-- Begin --

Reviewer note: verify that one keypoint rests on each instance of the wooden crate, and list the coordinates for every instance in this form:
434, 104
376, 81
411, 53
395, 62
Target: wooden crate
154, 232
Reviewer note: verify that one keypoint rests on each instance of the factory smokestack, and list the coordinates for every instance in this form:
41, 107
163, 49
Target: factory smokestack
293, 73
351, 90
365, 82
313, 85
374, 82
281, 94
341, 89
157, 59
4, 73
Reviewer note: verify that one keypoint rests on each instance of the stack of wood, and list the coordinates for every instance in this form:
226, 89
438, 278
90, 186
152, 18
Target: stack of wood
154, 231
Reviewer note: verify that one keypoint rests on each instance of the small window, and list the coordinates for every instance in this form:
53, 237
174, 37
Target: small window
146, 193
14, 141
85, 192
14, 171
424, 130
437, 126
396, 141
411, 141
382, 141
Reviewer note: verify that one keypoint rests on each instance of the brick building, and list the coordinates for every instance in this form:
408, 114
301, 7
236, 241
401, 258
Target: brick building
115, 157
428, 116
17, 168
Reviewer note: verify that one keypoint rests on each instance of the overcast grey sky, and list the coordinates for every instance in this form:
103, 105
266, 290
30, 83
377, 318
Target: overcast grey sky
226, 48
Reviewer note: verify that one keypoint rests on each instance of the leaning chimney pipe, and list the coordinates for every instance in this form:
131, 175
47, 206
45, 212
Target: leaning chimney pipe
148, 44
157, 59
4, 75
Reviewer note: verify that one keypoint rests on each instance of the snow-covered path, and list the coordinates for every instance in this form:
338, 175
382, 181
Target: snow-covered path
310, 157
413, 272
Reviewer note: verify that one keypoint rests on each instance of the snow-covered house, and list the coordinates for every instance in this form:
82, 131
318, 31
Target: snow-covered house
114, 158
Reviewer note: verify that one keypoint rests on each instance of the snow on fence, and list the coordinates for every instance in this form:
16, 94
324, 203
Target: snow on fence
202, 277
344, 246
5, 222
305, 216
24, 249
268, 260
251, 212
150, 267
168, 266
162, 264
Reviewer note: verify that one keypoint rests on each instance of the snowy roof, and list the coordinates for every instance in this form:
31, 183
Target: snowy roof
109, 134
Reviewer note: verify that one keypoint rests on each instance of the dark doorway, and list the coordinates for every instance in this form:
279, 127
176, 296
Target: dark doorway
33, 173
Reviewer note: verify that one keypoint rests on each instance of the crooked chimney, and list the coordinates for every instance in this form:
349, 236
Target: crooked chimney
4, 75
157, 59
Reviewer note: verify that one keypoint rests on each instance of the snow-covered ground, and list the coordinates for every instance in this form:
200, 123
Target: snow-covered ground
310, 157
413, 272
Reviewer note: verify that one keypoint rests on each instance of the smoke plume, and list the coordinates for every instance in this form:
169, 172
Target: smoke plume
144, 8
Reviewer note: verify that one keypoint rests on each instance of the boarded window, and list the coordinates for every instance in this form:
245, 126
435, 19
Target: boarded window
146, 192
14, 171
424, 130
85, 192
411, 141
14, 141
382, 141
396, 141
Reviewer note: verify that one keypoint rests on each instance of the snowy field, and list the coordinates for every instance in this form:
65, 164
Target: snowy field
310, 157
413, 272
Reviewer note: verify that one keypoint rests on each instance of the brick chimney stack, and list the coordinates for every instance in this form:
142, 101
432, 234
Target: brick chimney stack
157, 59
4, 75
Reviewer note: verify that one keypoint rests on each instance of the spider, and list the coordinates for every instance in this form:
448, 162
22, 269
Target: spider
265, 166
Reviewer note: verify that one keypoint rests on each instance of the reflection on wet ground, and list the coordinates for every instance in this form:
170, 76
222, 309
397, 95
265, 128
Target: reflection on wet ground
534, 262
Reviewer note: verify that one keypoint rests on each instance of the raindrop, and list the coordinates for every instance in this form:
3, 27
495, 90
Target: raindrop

-- End --

Copy out every line of the rows, from the line with "the spider, and" through the final line of the rows, with both of those lines included. Scale each answer coordinate by 2.15 and round it to a whole number, with halves rounding up, and leave all other text and numbers as they are.

Reviewer note: verify that one keypoint rests on each instance of the spider, and list the coordinates for every instance in this form:
448, 162
22, 269
Target: spider
570, 357
Reviewer note: verify that one keypoint rests on each instance of the reflection on wet ground, and list the coordinates for every instance in this form:
170, 76
222, 309
397, 95
265, 128
Target: reflection on wet ground
1148, 563
Reviewer note: verify that one keypoint rests on each instance of the raindrop, and list the coordinates for every instance in this form:
3, 27
495, 90
Target: raindrop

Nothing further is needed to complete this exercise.